____ STORED ROWS

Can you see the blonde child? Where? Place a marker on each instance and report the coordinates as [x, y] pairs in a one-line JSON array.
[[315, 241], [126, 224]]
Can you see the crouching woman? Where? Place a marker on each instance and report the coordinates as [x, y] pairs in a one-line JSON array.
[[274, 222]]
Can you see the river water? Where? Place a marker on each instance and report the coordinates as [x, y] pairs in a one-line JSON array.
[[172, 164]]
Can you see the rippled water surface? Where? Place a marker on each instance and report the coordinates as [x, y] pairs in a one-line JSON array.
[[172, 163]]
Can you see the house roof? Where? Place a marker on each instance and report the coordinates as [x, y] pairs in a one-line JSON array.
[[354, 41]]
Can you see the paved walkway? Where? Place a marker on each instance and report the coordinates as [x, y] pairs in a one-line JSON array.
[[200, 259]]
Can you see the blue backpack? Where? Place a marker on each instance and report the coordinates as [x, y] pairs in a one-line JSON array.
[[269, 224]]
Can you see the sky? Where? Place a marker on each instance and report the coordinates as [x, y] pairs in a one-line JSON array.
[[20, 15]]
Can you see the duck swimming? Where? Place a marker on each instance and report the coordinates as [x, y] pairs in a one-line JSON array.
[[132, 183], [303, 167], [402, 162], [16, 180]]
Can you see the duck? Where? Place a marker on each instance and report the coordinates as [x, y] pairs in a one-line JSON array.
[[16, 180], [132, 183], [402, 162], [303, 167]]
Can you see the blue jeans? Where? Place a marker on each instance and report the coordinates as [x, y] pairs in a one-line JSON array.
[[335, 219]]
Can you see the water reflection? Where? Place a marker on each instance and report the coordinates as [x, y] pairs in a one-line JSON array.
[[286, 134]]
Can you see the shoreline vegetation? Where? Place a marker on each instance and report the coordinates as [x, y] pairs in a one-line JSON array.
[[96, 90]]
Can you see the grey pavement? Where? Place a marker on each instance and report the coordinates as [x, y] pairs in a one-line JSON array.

________

● GIVEN EXERCISE
Edit the records from the start through the line containing "[[200, 259]]", replacing "house roof" with "rooftop" and changing nothing else. Output only those lines.

● RESULT OF THE EXERCISE
Can you see the blonde child? Where? Place a marker on each instance and report the coordinates as [x, y] pairs in a one-line JSON array.
[[315, 241], [126, 224]]
Can you see the crouching woman? Where? Place a marker on each instance and report the coordinates as [x, y] pairs in a one-line JSON array.
[[274, 222]]
Can you see the river water? Where? Place a marker on each instance and report the coordinates as [x, y] pairs in a one-line JSON array.
[[172, 164]]
Can you see the rippled water surface? Where? Place a marker on each instance and report the coordinates as [x, y] pairs in a one-line JSON array.
[[172, 163]]
Can you see the rooftop? Where? Place a marker on each instance and report the coordinates as [x, y] pairs in a one-line JSON array.
[[354, 41]]
Can you see the paved walkway? Where? Place a marker on each instance and report the coordinates as [x, y] pairs in a one-line JSON array.
[[200, 259]]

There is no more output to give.